DOCUMENT SECTION:
======

PostPosted: Fri Jan 23, 2009 4:35 pm
by CASS
Any one have a clue ?

"You've scattered a deck of cards and one joker face down on table so that you dont know which card is where.
Next you start turning the cards over one by one.
Assuming that you cant flip the same card twice, what are the percentage odds that you will turn over all four aces before you turn over the joker."

From Professor Layton and the Curious Village.
This has got us by the short an curlies,I is off to the Sausage for a glass of inspiration.

Re: O/T Stumped on this one HELP

PostPosted: Fri Jan 23, 2009 4:48 pm
by Gnasher
20%

Re: O/T Stumped on this one HELP

PostPosted: Fri Jan 23, 2009 5:07 pm
by CASS
Gnasher wrote:20%

Well that's what we thought,but I guess we we rather complicated the situation...20% seems logical. :?

Re: O/T Stumped on this one HELP

PostPosted: Fri Jan 23, 2009 5:38 pm
by Gnasher
Talking about a pack of cards makes you think the rest of the cards are important, they aren't. You've got 5 cards and the chance of turning a specific one of them over last is 1 in 5, 20%

Re: O/T Stumped on this one HELP

PostPosted: Sat Jan 24, 2009 12:08 am
by Alan
Gnasher wrote:Talking about a pack of cards makes you think the rest of the cards are important, they aren't. You've got 5 cards and the chance of turning a specific one of them over last is 1 in 5, 20%


Guessing on this one, but with 5 cards, 4 of them the aces, surely the odds on not picking the joker are 80% only on the first pick. If an ace is picked, then the odds drop to 75% on the second pick, to 66.6% on the third go and finally 50% with 2 cards left.

Some clever dick somewhere wil have a formula for these sort of computations...but like CASS
says...maybe we are making it over complicated.

======

MATERIAL PROVIDED:
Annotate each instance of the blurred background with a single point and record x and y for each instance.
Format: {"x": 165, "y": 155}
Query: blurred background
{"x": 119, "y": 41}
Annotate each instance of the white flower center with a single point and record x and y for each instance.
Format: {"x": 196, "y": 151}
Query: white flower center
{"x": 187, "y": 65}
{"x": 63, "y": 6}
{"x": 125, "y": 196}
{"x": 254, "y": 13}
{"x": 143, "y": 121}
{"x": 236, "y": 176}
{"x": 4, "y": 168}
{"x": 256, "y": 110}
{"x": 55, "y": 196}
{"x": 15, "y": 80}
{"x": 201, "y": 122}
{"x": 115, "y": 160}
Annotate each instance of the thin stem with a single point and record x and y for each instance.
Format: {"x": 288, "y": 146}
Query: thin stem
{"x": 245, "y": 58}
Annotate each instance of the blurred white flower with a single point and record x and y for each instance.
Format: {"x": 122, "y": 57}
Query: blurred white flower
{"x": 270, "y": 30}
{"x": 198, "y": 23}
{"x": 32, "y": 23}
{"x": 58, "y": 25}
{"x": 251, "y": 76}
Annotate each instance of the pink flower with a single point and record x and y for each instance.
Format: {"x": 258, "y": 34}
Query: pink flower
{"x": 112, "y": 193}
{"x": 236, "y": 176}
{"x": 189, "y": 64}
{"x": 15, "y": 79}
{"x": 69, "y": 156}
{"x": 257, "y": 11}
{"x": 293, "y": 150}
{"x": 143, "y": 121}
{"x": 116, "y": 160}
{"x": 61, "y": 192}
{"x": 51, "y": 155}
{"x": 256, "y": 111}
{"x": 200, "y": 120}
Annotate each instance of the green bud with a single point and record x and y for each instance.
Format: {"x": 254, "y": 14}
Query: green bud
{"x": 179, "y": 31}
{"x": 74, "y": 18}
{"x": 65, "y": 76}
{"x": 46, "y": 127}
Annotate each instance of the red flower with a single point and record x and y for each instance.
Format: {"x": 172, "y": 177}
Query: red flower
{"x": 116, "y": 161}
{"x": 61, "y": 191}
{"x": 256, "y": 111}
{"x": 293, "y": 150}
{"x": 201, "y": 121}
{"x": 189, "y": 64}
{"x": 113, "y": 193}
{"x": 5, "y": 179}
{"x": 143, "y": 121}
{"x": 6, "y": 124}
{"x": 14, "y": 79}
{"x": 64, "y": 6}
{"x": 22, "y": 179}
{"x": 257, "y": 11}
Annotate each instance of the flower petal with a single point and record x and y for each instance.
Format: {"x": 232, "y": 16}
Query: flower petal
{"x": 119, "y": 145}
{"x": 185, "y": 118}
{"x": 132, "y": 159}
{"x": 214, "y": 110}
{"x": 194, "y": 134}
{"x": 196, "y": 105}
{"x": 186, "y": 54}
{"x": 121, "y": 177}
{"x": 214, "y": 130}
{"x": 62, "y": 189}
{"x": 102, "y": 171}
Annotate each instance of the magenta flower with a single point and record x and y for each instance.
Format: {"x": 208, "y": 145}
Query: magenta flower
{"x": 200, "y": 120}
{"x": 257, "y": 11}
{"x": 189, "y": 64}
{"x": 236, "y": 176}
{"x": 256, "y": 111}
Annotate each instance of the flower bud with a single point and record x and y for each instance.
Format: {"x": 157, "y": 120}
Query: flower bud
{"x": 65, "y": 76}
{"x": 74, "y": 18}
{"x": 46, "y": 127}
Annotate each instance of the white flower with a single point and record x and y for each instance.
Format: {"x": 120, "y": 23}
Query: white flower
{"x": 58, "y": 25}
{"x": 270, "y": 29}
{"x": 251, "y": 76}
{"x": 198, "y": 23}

======

COMPLETE THE FOLLOWING:
**a)** Reproduce the part of the card-puzzle thread between "PostPosted: Fri Jan 23, 2009 4:35" and "one by one.", inclusive.
**b)** Carry on the forum thread about the card-odds puzzle from the point where it stops.

REPLIES:
**a)**
PostPosted: Fri Jan 23, 2009 4:35 pm
by CASS
Any one have a clue ?

"You've scattered a deck of cards and one joker face down on table so that you dont know which card is where.
Next you start turning the cards over one by one.

**b)**
Re: O/T Stumped on this one HELP

PostPosted: Sat Jan 24, 2009 12:15 am
by Keith
Alan wrote:
Gnasher wrote:Talking about a pack of cards makes you think the rest of the cards are important, they aren't. You've got 5 cards and the chance of turning a specific one of them over last is 1 in 5, 20%


but like CASS says...maybe we are making it over complicated.


Yup, I agree with Gnasher and therefore Alan!

Of the five cards, the only point of interest is which one comes last. Therefore each of the Aces and the one Jack all have the same chance of coming out last, 1 in 5, or 20%

Re: O/T Stumped on this one HELP

PostPosted: Sat Jan 24, 2009 12:48 am
by Alan
Alan wrote:Guessing on this one, but with 5 cards, 4 of them the aces, surely the odds on not picking the joker are 80% only on the first pick. If an ace is picked, then the odds drop to 75% on the second pick, to 66.6% on the third go and finally 50% with 2 cards left.

Some clever dick somewhere wil have a formula for these sort of computations...but like CASS
says...maybe we are making it over complicated.


As this is my theory ('and this is what it is'... Ann Elk) I claim full marks for my proof..which gives the answer...

80% x 75% x 66.66% x 50% = 20%

o.k. I'll get my anorak.....